Directive a: In the reader comments about a toddler's pacifier, until what age did one commenter's DD have the pacifier?

Text provided:
--*--

Peanut didn’t take a paci as an infant, either. We did have a struggle with the bottle (which I took away around 16 months). I did it cold turkey and the first week she had a massive freak out almost every night when she would usually have it. But then she got over it. It’s funny how they can become fixated on these things later on in toddlerhood! Good luck!
She actually looks really cute with the paci. I saw a 4 YO with a pacifier once…not so cute.
I say let her keep it and don’t fret.
Oops. Eh, with parenthood, when in doubt, laugh. It’s gotta be the best reaction – or at least the one that’s going to keep us the most sane, right? Gotta love how contrarian they are though, no?
I am laughing histaricaly! I think she looks so cute with the little pacifier. I say get at least a few months benefit from it especially if she is sleeping longer! But this is coming from a mom of a child who “calls” for her bink as she is walking around the house as if it were a dog and it can come when she calls it. It seems there are always surprises with kids.
wow! what a conundrum! All I read in that post was that she was NAPPING TWICE AS LONG! If you confine it just to her crib, is it really a crime? Maybe she needs a comfort item ??? Big b never took one, little bee had one ATTACHED to her (sleep time only) for 4 straight months and then spit it out, stuck her thumb in her and that’s still the deal. I think with all the new milestones (potty, words) if it doesn’t bother you, then go with it because she clearly has found a new love. (side note: and if she doesn’t have the longest eyelashes, whoa! what a beauty!)
Two of my kids were major paci addicts. I found myself reading your post and yelling in my head, “NO! NO! Don’t do it!”.
With that said, man do they pacify a kid and give a mama a minute! Your daughter is beautiful
My DD had the pacifier until age 2. I slowly weaned her off. First kept it away during naps and eventually stopped giving it to her at night. She has a favorite rattle, so it seemed as long as she had that rattle she was fine without the pacifier. We were just afraid of her crying all night and it didn’t happen. So if you want to get her off of it, just wean her off slowly.
Enjoy the extra sleep – don’t let her be the kid in the park with it and it’s all good!
Spoken from a mom who is seriously scared of taking away the beloved paci because I was told I would have over 2 months of sleepless nights.
Trust her. She must *need* a little something in the midst of so much HUGE development. I’m still shocked that my soothie lover (from 3ish months) gave it up on his own a few months before turning three. Now he speaks of it lovingly, but it’s hard to remember those many, many days (months, YEARS!!!) with it…
Are you still nursing?! I am impressed mama! Bubba wouldn’t take a paci either and it was a big deal not to let him have one when we did sleep training so that was that. In many ways I do wish he had something to calm him down but it’s also nice that there’s one less bad habit to break. If it’s working for her and she’s sleeping better, I don’t see the problem. She’s 2 not 5.

--*--

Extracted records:
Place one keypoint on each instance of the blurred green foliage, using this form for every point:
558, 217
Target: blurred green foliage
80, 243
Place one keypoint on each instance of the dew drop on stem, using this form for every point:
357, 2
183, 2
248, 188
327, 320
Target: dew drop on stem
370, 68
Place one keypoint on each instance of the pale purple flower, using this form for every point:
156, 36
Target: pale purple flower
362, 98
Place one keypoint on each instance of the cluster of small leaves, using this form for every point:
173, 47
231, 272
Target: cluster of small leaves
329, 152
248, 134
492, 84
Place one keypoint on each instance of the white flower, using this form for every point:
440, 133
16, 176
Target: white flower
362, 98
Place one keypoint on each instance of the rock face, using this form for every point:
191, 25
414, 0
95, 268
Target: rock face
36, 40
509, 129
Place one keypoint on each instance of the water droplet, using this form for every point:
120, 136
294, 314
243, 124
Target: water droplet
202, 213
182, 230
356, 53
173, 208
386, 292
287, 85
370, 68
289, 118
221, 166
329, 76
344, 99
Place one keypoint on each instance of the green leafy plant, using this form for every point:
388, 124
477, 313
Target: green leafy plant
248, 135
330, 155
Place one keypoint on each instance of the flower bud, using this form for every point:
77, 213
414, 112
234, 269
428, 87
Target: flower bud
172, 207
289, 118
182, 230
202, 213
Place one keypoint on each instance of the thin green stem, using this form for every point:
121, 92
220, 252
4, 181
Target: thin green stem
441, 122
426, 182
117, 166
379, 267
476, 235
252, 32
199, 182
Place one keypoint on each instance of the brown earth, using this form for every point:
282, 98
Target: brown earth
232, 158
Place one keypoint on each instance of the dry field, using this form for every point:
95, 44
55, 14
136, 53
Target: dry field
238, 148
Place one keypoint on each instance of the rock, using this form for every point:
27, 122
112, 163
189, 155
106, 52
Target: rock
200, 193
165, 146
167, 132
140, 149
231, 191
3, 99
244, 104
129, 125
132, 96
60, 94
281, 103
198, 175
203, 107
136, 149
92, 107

--*--

Directive b: Put the lines of the listing, starting at the line that contains "Place one keypoint on each instance of the rock, using" and ending at the last line of the listing, into a JSON list of strings with one string per line, leaving out blank lines.

Task response a: Until age 2.

Task response b:
[
  "Place one keypoint on each instance of the rock, using this form for every point:",
  "27, 122",
  "112, 163",
  "189, 155",
  "106, 52",
  "Target: rock",
  "200, 193",
  "165, 146",
  "167, 132",
  "140, 149",
  "231, 191",
  "3, 99",
  "244, 104",
  "129, 125",
  "132, 96",
  "60, 94",
  "281, 103",
  "198, 175",
  "203, 107",
  "136, 149",
  "92, 107"
]